PROVIDED MATERIAL:
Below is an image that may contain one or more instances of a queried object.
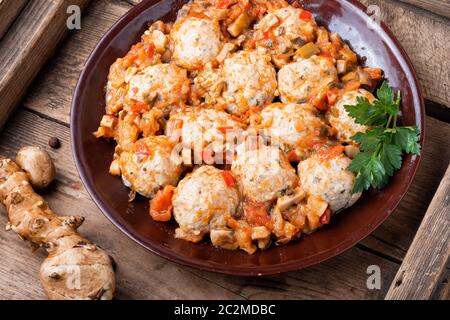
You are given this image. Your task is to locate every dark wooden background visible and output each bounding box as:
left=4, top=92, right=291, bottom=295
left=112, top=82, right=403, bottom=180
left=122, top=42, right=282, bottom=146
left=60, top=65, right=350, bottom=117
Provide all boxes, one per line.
left=0, top=0, right=450, bottom=299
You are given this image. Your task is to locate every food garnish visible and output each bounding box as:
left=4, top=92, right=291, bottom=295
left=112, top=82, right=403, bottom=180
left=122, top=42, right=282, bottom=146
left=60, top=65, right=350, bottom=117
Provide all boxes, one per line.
left=345, top=81, right=421, bottom=193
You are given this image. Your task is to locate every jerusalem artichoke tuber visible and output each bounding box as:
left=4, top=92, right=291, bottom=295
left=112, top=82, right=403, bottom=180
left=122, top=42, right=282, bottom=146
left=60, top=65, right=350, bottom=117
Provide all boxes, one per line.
left=0, top=157, right=115, bottom=300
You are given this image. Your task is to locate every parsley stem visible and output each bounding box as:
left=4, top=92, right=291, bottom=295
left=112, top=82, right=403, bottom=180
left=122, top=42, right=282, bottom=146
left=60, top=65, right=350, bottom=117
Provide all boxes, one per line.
left=386, top=115, right=392, bottom=129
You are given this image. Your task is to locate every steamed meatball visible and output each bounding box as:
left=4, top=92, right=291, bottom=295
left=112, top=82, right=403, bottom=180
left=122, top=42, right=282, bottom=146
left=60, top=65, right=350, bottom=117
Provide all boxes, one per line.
left=128, top=64, right=190, bottom=108
left=166, top=107, right=244, bottom=151
left=172, top=166, right=240, bottom=242
left=255, top=6, right=317, bottom=62
left=170, top=17, right=222, bottom=71
left=261, top=103, right=328, bottom=158
left=327, top=89, right=375, bottom=143
left=231, top=143, right=298, bottom=203
left=223, top=51, right=277, bottom=114
left=119, top=136, right=183, bottom=198
left=278, top=56, right=338, bottom=103
left=298, top=154, right=361, bottom=212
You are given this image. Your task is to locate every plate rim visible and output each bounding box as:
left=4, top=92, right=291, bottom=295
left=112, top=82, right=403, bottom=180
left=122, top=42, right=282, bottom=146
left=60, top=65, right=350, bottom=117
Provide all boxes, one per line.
left=70, top=0, right=426, bottom=276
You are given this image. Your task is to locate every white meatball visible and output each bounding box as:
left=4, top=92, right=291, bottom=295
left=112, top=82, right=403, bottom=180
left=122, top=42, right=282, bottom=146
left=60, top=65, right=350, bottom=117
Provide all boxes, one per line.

TASK: Could you reproduce all of the items above line for line, leaving out the pictures?

OUTPUT BELOW:
Below is an image that may contain one or more instances of a queried object.
You are given this image. Your task is to locate every dark wooden background visible and output each bounding box as:
left=4, top=92, right=291, bottom=295
left=112, top=82, right=403, bottom=180
left=122, top=42, right=282, bottom=146
left=60, top=65, right=350, bottom=117
Provide all boxes, one per line.
left=0, top=0, right=450, bottom=299
You are given this image. Your task is to locate every food garnish visible and output each bounding box as:
left=4, top=92, right=291, bottom=295
left=112, top=82, right=403, bottom=180
left=122, top=42, right=282, bottom=146
left=60, top=65, right=350, bottom=117
Provide all boxes, one per line.
left=345, top=81, right=421, bottom=193
You are given this image. Your task is to locate every jerusalem artichoke tuber visible and output each bounding box as:
left=4, top=92, right=291, bottom=295
left=112, top=82, right=403, bottom=180
left=122, top=42, right=282, bottom=146
left=60, top=65, right=350, bottom=117
Provide all boxes, one per line.
left=0, top=157, right=115, bottom=300
You are given this image. Your task is to locate every parsley stem visible and output each bounding box as:
left=4, top=92, right=291, bottom=295
left=112, top=82, right=403, bottom=180
left=122, top=42, right=282, bottom=146
left=60, top=65, right=350, bottom=117
Provide all boxes, one per line.
left=386, top=115, right=392, bottom=129
You are given this image. Your task is to locate every steamed meatball visible and output each bounding box as:
left=4, top=92, right=291, bottom=295
left=112, top=82, right=403, bottom=180
left=122, top=42, right=282, bottom=146
left=60, top=65, right=350, bottom=117
Provide all boxes, one per line.
left=128, top=64, right=190, bottom=108
left=166, top=107, right=244, bottom=151
left=172, top=166, right=240, bottom=242
left=255, top=6, right=317, bottom=62
left=170, top=17, right=222, bottom=71
left=261, top=103, right=328, bottom=158
left=327, top=89, right=375, bottom=143
left=231, top=143, right=298, bottom=203
left=223, top=51, right=277, bottom=114
left=119, top=136, right=183, bottom=198
left=278, top=56, right=338, bottom=103
left=298, top=154, right=361, bottom=212
You are given this image. Your task is to locate every plate rim visible and output each bounding box as:
left=4, top=92, right=291, bottom=295
left=112, top=82, right=403, bottom=180
left=122, top=42, right=282, bottom=146
left=60, top=65, right=350, bottom=117
Provide all boxes, one per line.
left=70, top=0, right=426, bottom=276
You are given this image. Your task is to locate every white meatball visible and output each bounding box as:
left=4, top=92, right=291, bottom=295
left=112, top=82, right=403, bottom=180
left=122, top=42, right=282, bottom=146
left=60, top=65, right=350, bottom=117
Provide all boxes, one per line.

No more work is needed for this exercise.